Short task
Reproduce every line of the data below in full, multiplying each coordinate in the answers by 0.55 and rounding to the nearest whole number, with halves rounded up; all other numbers remain unchanged. Leave the images out of your response.

Task data
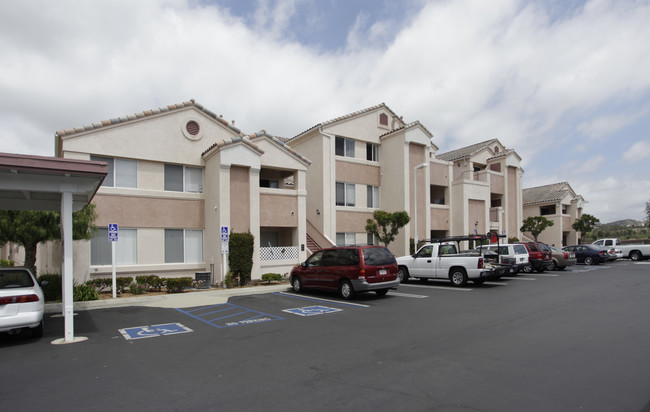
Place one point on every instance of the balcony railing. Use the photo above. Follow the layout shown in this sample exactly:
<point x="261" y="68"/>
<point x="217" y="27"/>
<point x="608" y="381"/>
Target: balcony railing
<point x="279" y="253"/>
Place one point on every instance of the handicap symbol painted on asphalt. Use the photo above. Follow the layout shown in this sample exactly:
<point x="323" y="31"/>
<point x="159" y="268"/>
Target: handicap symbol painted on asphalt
<point x="312" y="310"/>
<point x="152" y="331"/>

Result
Place one point on every instance of the balcony railing. Use the photo above. Follow the layout shown in this sample exactly:
<point x="261" y="68"/>
<point x="217" y="27"/>
<point x="608" y="381"/>
Target: balcony railing
<point x="153" y="139"/>
Place one point on every instance of the handicap symbol painted on asphalt. Use the photo above. Follow the layout shown in this sample exactly:
<point x="323" y="31"/>
<point x="159" y="268"/>
Target: handicap symbol painted on asphalt
<point x="172" y="171"/>
<point x="84" y="182"/>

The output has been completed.